_WRITTEN PROBLEM:_
Find every line in the rows below that contains the word "blue", and copy each of those lines in full.

(Segmentation data)
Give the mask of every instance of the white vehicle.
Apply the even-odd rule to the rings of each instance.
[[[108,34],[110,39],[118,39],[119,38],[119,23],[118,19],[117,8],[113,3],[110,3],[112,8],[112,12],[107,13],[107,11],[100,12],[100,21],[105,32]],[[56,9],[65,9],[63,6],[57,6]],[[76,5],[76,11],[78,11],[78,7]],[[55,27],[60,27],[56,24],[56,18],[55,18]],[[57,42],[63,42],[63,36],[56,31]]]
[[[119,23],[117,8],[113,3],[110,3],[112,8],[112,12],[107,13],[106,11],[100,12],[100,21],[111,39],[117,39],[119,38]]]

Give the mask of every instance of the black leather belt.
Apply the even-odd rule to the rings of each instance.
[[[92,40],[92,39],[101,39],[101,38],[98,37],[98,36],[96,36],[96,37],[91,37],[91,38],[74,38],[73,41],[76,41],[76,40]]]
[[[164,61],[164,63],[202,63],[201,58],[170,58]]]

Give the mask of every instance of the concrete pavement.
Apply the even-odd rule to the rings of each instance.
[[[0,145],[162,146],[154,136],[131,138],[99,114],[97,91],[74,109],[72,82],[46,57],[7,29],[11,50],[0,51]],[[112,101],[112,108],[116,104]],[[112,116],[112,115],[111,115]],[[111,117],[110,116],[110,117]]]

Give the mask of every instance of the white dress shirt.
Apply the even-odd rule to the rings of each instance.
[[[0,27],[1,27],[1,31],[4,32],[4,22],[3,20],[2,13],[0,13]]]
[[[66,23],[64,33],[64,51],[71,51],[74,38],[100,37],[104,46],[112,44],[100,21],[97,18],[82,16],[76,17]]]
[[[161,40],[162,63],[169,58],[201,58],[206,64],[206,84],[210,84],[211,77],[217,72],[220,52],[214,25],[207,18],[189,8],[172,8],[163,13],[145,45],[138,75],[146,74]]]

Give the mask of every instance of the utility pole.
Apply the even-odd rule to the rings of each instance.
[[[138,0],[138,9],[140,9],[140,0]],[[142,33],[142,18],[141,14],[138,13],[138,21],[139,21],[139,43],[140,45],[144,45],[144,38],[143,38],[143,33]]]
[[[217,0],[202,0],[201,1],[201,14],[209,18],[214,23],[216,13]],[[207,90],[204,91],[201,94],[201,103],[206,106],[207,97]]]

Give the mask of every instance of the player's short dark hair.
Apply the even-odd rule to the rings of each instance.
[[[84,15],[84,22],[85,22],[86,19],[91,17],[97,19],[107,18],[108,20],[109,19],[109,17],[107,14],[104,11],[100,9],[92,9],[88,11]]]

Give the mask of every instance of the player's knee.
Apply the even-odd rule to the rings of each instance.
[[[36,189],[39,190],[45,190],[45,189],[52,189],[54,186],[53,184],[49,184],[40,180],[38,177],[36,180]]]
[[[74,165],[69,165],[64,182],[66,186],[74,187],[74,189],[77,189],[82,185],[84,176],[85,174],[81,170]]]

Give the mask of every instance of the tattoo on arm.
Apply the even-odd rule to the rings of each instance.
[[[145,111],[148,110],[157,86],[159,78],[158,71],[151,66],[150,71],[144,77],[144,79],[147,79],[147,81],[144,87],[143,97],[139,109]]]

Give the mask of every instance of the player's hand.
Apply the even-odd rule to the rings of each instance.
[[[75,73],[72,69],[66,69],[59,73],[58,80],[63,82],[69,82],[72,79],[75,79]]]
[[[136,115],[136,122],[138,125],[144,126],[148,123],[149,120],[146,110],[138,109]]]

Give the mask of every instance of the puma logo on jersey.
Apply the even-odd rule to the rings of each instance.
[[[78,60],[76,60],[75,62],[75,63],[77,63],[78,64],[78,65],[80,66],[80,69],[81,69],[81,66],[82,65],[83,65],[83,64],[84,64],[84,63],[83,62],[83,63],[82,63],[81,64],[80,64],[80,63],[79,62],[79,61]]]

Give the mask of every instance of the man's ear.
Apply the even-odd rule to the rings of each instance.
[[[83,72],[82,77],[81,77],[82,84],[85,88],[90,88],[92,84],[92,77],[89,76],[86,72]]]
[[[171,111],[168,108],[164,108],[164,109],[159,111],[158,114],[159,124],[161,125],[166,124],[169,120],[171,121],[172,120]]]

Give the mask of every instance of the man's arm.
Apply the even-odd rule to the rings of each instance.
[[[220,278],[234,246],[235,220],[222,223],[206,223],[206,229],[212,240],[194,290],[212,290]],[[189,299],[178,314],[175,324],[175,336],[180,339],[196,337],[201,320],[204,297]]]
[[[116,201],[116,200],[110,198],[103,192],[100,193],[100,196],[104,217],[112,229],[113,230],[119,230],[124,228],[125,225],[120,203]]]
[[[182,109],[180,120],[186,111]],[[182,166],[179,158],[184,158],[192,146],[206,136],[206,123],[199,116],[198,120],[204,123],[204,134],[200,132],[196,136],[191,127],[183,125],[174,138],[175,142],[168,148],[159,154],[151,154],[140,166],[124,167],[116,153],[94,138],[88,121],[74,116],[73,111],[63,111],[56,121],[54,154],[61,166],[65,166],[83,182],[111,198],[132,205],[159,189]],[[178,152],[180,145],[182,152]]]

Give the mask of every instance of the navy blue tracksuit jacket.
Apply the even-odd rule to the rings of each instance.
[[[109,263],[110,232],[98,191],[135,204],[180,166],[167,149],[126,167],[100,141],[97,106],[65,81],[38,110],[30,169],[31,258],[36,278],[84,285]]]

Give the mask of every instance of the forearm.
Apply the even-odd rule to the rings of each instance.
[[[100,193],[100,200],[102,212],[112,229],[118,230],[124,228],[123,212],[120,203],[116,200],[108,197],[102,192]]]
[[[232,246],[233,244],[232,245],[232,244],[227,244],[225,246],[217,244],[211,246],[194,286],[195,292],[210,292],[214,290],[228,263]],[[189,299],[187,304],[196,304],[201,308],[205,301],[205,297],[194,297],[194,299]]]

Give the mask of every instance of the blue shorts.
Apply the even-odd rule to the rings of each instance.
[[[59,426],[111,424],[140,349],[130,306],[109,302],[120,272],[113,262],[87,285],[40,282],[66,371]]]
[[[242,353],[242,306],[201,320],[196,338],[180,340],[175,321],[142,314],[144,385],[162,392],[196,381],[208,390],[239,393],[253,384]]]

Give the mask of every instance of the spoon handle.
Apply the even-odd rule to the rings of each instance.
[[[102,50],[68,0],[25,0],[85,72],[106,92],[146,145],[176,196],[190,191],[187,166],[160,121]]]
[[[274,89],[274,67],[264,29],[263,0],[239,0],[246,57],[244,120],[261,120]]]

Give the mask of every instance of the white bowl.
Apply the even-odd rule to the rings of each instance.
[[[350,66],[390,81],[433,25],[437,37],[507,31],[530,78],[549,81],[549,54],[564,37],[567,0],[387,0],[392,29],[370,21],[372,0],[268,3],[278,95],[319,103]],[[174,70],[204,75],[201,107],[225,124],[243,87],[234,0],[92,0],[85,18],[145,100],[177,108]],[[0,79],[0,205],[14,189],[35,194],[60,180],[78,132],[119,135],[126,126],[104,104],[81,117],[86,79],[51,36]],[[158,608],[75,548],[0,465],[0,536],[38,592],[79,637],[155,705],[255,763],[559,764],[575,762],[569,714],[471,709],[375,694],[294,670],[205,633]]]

_ANSWER:_
Give the mask of every instance of the navy blue tracksuit jacket.
Give the mask of every instance of the blue shorts.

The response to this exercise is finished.